We ended yesterday having pie for dinner.  It wasn't the game plan, but 4 different shop owners told us we should have pie at Cowan's.  So... we did.  We weren't expecting such huge slices of pie, so pie and coffee it was. We bought our girl one as a surprise, needless to say it safely fed at 7 or 8 people.

It was an unbelievably early evening after that.  And I slept for 11 hours, I guess I was tired. And it's always easier to sleep after a day of sunshine and warm weather listening to a thunderstorm outside.

Today dawned sunny and warm, I think Hubs could tell by the fact that after a long walk with the boys and soak in a hot tub I wasn't in the mood to do chores.  I simply didn't want to be a grown up. He knows me so well.

[EXERCISE PROMPT]
Can you continue the blog post about pie at Cowan's and the sunny day after, picking up right after its last sentence?

[GIVEN ENTRIES]
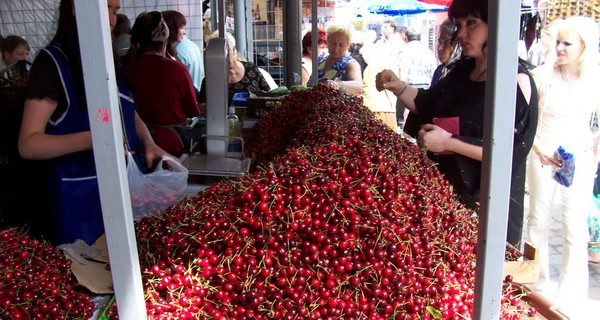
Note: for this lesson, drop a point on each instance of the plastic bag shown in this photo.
(594, 225)
(155, 191)
(564, 174)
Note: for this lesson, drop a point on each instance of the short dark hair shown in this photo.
(175, 20)
(141, 33)
(123, 25)
(447, 28)
(10, 43)
(463, 8)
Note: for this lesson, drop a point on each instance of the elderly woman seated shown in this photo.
(337, 68)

[ANSWER SECTION]
So after service, instead of turning right, he went left.  All the way to Historic Kimmswick, I'd never been, and was intrigued. Lunch at the Blue Owl, then a meet up with friend that are part owners in a shop down there led to an afternoon of exploring and laughter.  Just what the doctor ordered.  We browsed through some fantastic little stores.  Found a few odds and ends, bought some tea, wandered through the Christmas Haus (oh MY! haven't enjoyed that so much since Kathe Wohlfahrt in Germany) and finally stopped for a hand made pretzel at the Dough Depot.

Sunshine, laughter and friends.  Does it get any better?

Maybe... except for the fact that Mastodon State Historic Site does not in fact have any mastodon's. But it was a beautiful walk in the sunshine just the same.

Tomorrow will be soon enough, I needed these three days.  I have been neck deep in stress and strain both mental and physical for weeks.  I could feel stress fractures happening in my world. My edges were fraying.

How did you spend your weekend?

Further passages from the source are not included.